Raw data:

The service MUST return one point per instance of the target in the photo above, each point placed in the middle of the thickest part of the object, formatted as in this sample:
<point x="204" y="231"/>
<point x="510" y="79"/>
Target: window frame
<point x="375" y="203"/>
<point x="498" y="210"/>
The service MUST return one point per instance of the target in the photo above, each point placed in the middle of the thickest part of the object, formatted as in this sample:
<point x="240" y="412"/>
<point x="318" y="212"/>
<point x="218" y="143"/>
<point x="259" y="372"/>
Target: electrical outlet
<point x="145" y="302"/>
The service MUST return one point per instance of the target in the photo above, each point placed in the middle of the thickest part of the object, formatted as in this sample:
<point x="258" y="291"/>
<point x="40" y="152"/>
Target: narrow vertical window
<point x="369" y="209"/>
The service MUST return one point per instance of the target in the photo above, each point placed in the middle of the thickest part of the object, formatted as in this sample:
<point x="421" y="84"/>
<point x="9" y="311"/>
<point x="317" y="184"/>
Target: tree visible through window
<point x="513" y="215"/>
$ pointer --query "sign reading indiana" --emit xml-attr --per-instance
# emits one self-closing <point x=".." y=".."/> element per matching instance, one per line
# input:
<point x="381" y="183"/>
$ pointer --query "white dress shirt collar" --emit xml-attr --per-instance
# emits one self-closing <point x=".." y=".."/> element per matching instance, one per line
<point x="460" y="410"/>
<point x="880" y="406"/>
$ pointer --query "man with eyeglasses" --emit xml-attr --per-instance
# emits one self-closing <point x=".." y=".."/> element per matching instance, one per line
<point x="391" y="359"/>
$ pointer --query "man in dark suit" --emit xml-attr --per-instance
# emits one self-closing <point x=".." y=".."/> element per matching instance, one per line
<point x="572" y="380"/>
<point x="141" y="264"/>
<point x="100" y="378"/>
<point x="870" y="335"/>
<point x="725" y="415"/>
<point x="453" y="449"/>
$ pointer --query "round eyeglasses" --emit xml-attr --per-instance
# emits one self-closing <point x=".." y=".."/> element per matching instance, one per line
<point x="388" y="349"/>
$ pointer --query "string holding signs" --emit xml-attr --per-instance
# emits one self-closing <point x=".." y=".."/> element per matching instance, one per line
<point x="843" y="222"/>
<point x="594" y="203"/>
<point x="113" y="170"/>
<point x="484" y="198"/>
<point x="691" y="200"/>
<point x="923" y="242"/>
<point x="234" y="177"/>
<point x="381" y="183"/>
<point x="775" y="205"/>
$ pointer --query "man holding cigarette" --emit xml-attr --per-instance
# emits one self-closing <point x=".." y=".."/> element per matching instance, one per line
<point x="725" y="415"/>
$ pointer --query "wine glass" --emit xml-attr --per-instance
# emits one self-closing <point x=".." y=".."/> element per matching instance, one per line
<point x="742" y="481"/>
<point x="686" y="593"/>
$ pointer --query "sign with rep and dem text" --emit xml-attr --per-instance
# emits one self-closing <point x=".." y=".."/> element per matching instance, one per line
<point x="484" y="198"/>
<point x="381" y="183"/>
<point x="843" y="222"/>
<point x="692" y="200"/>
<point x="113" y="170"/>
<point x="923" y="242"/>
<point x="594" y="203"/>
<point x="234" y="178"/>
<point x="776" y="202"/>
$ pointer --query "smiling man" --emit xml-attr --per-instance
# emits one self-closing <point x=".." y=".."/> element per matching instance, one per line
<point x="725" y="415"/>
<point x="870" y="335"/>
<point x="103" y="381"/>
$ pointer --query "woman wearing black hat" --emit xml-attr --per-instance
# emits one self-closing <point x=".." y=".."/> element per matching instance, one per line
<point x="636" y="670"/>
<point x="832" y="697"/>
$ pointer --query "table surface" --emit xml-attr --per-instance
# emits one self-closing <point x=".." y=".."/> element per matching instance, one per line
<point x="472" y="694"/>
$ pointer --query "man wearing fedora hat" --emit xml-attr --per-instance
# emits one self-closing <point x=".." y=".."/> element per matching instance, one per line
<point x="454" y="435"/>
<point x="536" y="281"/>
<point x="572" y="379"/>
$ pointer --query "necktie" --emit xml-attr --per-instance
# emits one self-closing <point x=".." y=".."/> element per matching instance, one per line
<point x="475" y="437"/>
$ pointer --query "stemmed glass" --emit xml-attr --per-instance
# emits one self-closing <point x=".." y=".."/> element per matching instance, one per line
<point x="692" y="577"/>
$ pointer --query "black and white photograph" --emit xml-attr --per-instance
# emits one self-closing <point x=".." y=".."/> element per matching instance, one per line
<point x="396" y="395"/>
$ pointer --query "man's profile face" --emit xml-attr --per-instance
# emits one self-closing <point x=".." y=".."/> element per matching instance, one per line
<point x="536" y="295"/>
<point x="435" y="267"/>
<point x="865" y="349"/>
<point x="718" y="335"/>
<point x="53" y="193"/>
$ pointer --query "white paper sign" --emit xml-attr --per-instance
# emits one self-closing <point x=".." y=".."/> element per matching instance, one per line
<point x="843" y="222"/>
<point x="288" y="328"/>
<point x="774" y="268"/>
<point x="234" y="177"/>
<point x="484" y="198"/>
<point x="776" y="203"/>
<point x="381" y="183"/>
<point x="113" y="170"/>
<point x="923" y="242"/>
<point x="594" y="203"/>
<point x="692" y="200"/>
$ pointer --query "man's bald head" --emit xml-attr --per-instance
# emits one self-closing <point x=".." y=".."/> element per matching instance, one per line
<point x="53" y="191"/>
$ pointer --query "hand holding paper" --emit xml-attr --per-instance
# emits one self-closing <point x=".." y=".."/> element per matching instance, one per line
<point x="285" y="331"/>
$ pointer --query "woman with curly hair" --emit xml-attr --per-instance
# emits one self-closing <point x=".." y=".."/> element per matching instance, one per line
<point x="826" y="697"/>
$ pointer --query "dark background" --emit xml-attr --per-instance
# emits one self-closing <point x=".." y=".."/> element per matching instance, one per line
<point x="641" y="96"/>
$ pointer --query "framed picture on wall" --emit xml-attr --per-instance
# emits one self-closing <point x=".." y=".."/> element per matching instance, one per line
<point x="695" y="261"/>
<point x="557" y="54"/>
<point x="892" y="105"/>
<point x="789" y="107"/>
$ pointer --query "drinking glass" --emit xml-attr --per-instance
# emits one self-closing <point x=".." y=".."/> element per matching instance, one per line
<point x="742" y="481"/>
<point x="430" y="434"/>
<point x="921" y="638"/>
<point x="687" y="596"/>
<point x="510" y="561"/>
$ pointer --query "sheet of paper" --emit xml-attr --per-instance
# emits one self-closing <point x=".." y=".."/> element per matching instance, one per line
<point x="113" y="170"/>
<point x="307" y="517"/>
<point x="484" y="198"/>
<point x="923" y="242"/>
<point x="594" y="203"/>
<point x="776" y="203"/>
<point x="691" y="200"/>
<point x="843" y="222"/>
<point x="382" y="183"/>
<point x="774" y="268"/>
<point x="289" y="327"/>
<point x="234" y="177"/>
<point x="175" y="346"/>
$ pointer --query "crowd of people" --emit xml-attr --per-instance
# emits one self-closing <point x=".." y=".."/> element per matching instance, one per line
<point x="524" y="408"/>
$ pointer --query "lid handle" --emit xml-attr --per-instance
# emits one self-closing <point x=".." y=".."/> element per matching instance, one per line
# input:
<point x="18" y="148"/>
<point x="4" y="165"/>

About this exercise: Type the data out again, exactly.

Answer section:
The service MUST return one point per instance of the target in the photo above, each point placed in the middle of the thickest part of the object, formatted as in this sample:
<point x="204" y="231"/>
<point x="510" y="79"/>
Target: window frame
<point x="375" y="203"/>
<point x="498" y="210"/>
The service MUST return one point per instance of the target in the photo above, each point placed in the middle of the thickest part of the object, formatted as in this sample:
<point x="240" y="412"/>
<point x="318" y="212"/>
<point x="218" y="143"/>
<point x="259" y="372"/>
Target: electrical outlet
<point x="145" y="302"/>
The service MUST return one point per instance of the target in the photo above, each point placed in the middle of the thickest part of the object, formatted as in this sample:
<point x="258" y="291"/>
<point x="40" y="152"/>
Target: narrow vertical window
<point x="369" y="209"/>
The service MUST return one point per instance of the target in the photo above, each point placed in the middle of the thickest part of the object, formatted as in this sample:
<point x="421" y="84"/>
<point x="9" y="311"/>
<point x="317" y="184"/>
Target: tree visible through window
<point x="513" y="215"/>
$ pointer --query "sign reading indiana" --emit xml-attr --per-instance
# emits one self-closing <point x=".." y=".."/> element per matching instance, one per line
# input:
<point x="381" y="183"/>
$ pointer --query "white dress shirt collar" --emit xml-attr --per-instance
# emits one self-closing <point x=".." y=".."/> element per matching instance, one per line
<point x="460" y="410"/>
<point x="880" y="406"/>
$ pointer --query "man with eyeglasses" --emit xml-attr --per-instance
# emits one self-closing <point x=".." y=".."/> element per matching instance, one per line
<point x="391" y="359"/>
$ pointer --query "man in dark suit" --emit xml-attr --per-instance
# emits one self-closing <point x=".." y=".."/> element per matching instance, one per line
<point x="572" y="380"/>
<point x="141" y="264"/>
<point x="100" y="378"/>
<point x="870" y="335"/>
<point x="725" y="415"/>
<point x="453" y="449"/>
$ pointer --query "round eyeglasses" --emit xml-attr --per-instance
# emits one self-closing <point x=".." y=".."/> element per matching instance, one per line
<point x="388" y="349"/>
$ pointer --query "string holding signs" --emit xml-attr --per-instance
# emits one self-closing <point x=".." y=".."/> element per matching instance, one per line
<point x="843" y="222"/>
<point x="594" y="203"/>
<point x="113" y="170"/>
<point x="484" y="198"/>
<point x="691" y="200"/>
<point x="923" y="242"/>
<point x="234" y="177"/>
<point x="381" y="183"/>
<point x="775" y="205"/>
$ pointer --query "man holding cigarette" --emit xml-attr --per-instance
# emits one self-closing <point x=".." y=".."/> element per matching instance, one per line
<point x="725" y="415"/>
$ pointer --query "wine glass" --emit xml-attr --per-instance
# emits one self-closing <point x=".." y=".."/> element per matching instance, one per line
<point x="742" y="481"/>
<point x="686" y="593"/>
$ pointer --query "sign with rep and dem text" --emit xml-attr --per-instance
# emits one self-closing <point x=".." y=".."/> element per matching instance, one per line
<point x="484" y="198"/>
<point x="381" y="183"/>
<point x="843" y="222"/>
<point x="692" y="200"/>
<point x="113" y="170"/>
<point x="923" y="242"/>
<point x="594" y="203"/>
<point x="234" y="178"/>
<point x="776" y="202"/>
$ pointer --query "smiling man" --emit xml-attr --per-instance
# emits one self-closing <point x=".." y=".."/> element per matching instance, one per line
<point x="725" y="415"/>
<point x="870" y="335"/>
<point x="103" y="381"/>
$ pointer --query "woman wearing black hat" --emit xml-attr --per-instance
# emits one self-closing <point x=".." y=".."/> element per matching instance, one per line
<point x="636" y="670"/>
<point x="832" y="697"/>
$ pointer --query "table surface" --emit xml-attr --per-instance
# emits one self-closing <point x=".." y=".."/> element per matching instance, one per line
<point x="472" y="694"/>
$ pointer --query "man wearing fedora hat" --emit xml-attr --per-instance
# emits one self-closing <point x=".." y=".."/> element per matching instance, one per line
<point x="454" y="435"/>
<point x="536" y="281"/>
<point x="572" y="379"/>
$ pointer --query "necktie" --emit xml-attr --per-instance
# emits one self-closing <point x=".." y=".."/> element per matching instance, one per line
<point x="475" y="437"/>
$ pointer --query "stemmed glass" --emit xml-attr --per-instance
# emits one self-closing <point x=".." y=".."/> element per matching instance, one per line
<point x="692" y="577"/>
$ pointer --query "black and white photograph" --emit xml-attr --per-instance
# emits one self-closing <point x=".." y=".."/> element per matching instance, one per line
<point x="396" y="395"/>
$ pointer --query "man's profile face" --emit xml-attr --per-instance
# emits one self-closing <point x=".." y=".."/> element per matching instance, one per line
<point x="536" y="295"/>
<point x="435" y="267"/>
<point x="865" y="349"/>
<point x="718" y="335"/>
<point x="53" y="193"/>
$ pointer --query "white paper sign" --emit xml-attr --per-instance
# emits one self-closing <point x=".." y=".."/> element per matching instance, one per line
<point x="843" y="222"/>
<point x="288" y="328"/>
<point x="774" y="268"/>
<point x="234" y="177"/>
<point x="484" y="198"/>
<point x="776" y="203"/>
<point x="381" y="183"/>
<point x="113" y="170"/>
<point x="923" y="242"/>
<point x="594" y="203"/>
<point x="692" y="200"/>
$ pointer --query "man's bald head" --emit xml-attr --per-instance
# emits one self-closing <point x=".." y=".."/> element per matching instance, one per line
<point x="53" y="191"/>
$ pointer --query "hand holding paper" --emit xml-attr --per-instance
# emits one self-closing <point x=".." y=".."/> element per matching instance, one per line
<point x="285" y="331"/>
$ pointer --query "woman with curly hair" --emit xml-attr --per-instance
# emits one self-closing <point x=".." y=".."/> element per matching instance, one per line
<point x="826" y="697"/>
$ pointer --query "dark background" --emit xml-attr --per-instance
# emits one self-closing <point x=".." y=".."/> element per matching instance, one per line
<point x="641" y="96"/>
$ pointer --query "framed picture on wall" --emit xml-attr --per-instance
# emits one self-closing <point x=".." y=".."/> element per matching instance, one per line
<point x="695" y="261"/>
<point x="557" y="54"/>
<point x="892" y="105"/>
<point x="789" y="107"/>
$ pointer --query "drinking glass" --emit xml-attr --per-instance
# emits one self-closing <point x=".." y=".."/> element per matching instance, one per line
<point x="742" y="481"/>
<point x="430" y="434"/>
<point x="921" y="638"/>
<point x="687" y="596"/>
<point x="510" y="561"/>
$ pointer --query "sheet of paper" --emit xml-attr --per-instance
# emits one self-closing <point x=".." y=".."/> element per matching instance, one per line
<point x="113" y="170"/>
<point x="307" y="517"/>
<point x="484" y="198"/>
<point x="923" y="242"/>
<point x="594" y="203"/>
<point x="776" y="203"/>
<point x="691" y="200"/>
<point x="843" y="222"/>
<point x="382" y="183"/>
<point x="774" y="268"/>
<point x="289" y="327"/>
<point x="234" y="177"/>
<point x="175" y="346"/>
$ pointer --query "crowd of people" --emit xml-attr --per-instance
# emits one self-closing <point x=".." y=".."/> element per matching instance, one per line
<point x="524" y="408"/>
$ pointer --query "lid handle" --emit xml-attr --per-instance
# emits one self-closing <point x=".." y=".."/> element per matching instance, one per line
# input:
<point x="18" y="148"/>
<point x="4" y="165"/>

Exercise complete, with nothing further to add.